ACTIVITY ▸ Examine each line of the data, and copy the ones containing "plank".

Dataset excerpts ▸
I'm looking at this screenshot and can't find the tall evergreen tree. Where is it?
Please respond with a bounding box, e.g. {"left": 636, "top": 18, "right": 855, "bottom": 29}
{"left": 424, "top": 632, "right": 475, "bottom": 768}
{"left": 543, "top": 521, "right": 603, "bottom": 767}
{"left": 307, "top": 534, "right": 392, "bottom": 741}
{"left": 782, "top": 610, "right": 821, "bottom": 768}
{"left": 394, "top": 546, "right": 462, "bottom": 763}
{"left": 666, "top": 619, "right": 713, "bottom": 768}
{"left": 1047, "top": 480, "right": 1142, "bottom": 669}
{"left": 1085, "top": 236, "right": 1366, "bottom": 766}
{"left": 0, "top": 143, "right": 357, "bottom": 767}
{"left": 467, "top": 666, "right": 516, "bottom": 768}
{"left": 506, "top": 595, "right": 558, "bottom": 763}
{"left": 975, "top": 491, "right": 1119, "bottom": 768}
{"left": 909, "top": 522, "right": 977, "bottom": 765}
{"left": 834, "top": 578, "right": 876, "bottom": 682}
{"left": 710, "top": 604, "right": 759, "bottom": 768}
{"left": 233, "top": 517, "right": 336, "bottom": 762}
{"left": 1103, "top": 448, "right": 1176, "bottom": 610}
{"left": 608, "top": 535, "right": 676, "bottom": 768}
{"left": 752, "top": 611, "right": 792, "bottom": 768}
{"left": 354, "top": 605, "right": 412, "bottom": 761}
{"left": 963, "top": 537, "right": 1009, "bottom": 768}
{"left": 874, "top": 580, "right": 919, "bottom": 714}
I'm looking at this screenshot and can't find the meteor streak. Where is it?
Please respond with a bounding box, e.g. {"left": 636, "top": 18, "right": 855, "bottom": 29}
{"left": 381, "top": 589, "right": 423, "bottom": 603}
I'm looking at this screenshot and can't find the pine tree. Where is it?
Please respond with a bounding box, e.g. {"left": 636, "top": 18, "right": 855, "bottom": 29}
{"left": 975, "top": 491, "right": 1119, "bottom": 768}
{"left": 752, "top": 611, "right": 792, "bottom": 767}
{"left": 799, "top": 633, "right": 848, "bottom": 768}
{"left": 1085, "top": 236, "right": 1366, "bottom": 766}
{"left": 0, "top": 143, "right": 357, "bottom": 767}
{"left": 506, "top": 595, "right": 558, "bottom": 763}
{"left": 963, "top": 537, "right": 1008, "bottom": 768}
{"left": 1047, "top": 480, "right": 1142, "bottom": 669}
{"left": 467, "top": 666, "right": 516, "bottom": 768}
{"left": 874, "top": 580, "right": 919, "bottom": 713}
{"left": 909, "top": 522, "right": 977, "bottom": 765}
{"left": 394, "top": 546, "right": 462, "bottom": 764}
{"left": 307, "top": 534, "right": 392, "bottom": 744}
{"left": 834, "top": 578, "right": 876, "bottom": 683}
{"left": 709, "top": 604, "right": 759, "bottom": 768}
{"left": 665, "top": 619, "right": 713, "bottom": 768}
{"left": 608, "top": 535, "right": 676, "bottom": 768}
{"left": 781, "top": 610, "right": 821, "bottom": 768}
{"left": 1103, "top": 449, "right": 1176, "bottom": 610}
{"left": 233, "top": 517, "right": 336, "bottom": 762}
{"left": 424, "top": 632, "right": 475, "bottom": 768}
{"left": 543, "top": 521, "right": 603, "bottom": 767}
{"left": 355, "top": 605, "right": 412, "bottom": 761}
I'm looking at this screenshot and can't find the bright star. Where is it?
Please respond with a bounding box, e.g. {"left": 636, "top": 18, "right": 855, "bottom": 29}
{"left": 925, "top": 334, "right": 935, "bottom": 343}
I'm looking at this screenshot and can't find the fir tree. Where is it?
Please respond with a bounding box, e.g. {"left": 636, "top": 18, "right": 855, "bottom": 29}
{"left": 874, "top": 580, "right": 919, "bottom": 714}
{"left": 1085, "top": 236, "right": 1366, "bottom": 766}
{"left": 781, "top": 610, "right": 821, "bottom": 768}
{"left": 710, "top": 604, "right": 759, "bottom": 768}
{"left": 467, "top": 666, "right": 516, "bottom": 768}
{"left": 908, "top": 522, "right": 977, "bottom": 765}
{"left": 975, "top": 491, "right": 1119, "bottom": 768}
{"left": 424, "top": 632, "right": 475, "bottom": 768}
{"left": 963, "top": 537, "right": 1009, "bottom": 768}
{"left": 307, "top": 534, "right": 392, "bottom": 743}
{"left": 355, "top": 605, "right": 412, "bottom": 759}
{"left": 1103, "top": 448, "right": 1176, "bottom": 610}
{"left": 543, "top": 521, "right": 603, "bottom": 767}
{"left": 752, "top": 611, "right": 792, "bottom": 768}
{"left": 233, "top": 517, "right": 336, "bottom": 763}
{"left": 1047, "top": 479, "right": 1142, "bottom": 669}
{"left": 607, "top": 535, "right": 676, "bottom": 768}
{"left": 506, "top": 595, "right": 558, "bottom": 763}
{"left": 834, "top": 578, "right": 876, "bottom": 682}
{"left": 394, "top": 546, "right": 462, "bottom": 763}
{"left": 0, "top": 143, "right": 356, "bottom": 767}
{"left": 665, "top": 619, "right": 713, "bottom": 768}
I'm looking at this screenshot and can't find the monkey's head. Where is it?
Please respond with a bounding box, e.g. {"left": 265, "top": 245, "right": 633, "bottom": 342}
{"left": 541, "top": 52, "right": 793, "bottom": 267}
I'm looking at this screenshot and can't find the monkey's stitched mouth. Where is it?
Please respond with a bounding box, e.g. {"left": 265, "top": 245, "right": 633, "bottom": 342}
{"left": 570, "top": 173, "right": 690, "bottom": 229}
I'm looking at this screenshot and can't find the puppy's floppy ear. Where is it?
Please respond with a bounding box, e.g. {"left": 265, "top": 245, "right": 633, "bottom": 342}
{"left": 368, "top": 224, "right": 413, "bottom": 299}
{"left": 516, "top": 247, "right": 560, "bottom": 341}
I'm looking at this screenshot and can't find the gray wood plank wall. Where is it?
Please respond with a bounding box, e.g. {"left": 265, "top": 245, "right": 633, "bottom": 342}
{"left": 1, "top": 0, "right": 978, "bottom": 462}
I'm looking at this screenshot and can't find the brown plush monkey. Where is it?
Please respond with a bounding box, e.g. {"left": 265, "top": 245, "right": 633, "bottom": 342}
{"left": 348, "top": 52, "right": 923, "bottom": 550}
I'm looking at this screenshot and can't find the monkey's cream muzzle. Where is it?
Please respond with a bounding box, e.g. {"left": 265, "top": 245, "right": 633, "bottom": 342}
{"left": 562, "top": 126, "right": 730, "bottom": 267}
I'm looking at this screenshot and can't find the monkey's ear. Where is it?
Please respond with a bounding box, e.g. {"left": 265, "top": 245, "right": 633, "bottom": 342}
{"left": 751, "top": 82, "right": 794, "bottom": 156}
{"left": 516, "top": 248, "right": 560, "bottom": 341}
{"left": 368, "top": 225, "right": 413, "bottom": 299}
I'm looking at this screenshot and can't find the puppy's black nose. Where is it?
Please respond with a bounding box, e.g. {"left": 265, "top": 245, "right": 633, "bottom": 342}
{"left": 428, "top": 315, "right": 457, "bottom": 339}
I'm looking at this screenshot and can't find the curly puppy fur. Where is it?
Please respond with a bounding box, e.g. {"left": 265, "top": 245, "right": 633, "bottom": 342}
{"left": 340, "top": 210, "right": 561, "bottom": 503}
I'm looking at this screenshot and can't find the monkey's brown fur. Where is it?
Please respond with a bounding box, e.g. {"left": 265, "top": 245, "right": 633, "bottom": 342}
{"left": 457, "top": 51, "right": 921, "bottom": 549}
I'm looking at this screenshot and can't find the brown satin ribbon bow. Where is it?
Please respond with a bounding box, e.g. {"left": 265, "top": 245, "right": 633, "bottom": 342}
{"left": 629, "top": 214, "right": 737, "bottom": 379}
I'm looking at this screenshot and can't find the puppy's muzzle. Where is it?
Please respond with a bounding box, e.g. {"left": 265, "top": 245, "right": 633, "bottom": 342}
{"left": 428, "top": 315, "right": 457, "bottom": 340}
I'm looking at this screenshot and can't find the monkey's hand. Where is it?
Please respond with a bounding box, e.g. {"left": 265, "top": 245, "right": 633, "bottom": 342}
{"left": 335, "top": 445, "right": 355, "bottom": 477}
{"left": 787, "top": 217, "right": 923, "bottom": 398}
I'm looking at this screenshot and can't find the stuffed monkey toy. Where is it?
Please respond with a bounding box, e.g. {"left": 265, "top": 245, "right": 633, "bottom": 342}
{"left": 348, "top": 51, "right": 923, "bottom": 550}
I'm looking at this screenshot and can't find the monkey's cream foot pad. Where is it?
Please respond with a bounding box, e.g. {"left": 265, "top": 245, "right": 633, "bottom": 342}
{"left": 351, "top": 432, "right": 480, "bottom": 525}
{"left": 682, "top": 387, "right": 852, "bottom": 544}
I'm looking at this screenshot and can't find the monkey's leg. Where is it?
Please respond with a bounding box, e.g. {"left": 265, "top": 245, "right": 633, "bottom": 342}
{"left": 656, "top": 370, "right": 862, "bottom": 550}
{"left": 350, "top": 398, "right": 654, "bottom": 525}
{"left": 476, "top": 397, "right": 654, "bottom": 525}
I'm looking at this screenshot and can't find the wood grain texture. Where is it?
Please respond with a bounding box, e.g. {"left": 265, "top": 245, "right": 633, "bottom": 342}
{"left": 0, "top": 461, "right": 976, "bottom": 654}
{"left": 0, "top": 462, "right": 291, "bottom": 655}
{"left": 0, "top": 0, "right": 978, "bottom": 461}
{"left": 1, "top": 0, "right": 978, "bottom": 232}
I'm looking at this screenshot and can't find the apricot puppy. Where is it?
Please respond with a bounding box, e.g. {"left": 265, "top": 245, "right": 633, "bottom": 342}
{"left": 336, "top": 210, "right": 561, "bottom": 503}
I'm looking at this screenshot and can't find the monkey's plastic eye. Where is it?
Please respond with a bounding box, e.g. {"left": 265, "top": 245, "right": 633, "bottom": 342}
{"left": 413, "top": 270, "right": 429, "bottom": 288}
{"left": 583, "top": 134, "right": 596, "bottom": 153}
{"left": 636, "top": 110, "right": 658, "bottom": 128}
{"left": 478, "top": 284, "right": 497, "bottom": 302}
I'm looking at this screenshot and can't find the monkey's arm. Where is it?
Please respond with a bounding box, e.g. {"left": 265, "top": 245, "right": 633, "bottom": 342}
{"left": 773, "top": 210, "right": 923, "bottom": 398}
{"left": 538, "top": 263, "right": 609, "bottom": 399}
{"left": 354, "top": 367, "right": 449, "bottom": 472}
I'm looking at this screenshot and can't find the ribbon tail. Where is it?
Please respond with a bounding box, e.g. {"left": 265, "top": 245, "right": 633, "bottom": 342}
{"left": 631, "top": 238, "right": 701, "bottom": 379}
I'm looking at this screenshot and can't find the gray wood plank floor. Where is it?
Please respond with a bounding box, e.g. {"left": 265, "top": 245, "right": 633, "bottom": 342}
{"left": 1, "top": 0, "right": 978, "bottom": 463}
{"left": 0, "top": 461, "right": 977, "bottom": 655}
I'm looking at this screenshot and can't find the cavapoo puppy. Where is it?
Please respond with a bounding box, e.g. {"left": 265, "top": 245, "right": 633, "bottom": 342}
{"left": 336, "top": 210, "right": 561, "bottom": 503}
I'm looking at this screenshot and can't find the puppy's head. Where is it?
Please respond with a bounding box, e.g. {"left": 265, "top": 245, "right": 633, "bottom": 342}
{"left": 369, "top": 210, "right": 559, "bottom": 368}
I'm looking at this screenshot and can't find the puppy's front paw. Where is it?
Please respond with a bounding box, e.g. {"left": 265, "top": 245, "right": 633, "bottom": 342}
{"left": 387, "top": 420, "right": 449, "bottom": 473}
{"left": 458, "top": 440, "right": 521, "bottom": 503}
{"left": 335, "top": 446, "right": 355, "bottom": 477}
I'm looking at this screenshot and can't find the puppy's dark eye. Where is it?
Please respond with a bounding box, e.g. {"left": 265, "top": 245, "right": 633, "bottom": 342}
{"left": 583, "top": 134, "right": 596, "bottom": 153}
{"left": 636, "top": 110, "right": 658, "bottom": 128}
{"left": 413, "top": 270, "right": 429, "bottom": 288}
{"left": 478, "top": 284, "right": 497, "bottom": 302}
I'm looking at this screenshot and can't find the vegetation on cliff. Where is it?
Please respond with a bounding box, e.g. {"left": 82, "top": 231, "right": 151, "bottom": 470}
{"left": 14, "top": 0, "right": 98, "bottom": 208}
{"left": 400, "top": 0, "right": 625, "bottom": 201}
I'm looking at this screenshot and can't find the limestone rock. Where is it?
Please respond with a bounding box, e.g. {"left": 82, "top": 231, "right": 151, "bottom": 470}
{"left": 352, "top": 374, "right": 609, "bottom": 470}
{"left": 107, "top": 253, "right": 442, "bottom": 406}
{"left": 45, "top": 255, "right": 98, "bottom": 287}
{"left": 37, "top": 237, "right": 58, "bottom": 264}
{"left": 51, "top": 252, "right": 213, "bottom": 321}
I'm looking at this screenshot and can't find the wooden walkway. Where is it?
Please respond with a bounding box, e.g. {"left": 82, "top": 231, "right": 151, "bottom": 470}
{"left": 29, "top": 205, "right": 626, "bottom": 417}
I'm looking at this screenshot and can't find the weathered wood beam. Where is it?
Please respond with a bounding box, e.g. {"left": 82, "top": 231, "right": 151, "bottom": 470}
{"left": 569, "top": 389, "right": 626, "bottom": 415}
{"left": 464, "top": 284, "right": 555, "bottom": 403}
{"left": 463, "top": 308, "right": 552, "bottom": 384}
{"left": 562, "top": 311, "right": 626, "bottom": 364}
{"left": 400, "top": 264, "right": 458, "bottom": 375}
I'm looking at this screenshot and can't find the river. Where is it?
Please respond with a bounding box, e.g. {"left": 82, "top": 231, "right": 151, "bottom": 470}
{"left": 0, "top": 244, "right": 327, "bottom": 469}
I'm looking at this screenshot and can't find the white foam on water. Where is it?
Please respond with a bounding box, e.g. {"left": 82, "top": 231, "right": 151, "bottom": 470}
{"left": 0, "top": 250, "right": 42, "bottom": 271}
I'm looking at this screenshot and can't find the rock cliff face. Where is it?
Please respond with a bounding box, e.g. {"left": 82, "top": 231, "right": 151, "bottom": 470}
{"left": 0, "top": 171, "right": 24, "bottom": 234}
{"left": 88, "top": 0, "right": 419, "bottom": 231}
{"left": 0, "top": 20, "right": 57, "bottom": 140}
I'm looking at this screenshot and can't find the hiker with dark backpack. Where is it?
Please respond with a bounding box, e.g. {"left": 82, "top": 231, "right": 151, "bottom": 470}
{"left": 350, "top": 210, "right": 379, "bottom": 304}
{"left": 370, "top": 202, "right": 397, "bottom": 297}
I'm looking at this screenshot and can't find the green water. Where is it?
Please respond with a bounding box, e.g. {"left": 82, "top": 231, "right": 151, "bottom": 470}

RESPONSE TO THIS EXERCISE ▸
I'm looking at this screenshot and can't find the gray wood plank wall. Where is it?
I'm looking at this screenshot and can't find the gray wood plank floor. Where is it?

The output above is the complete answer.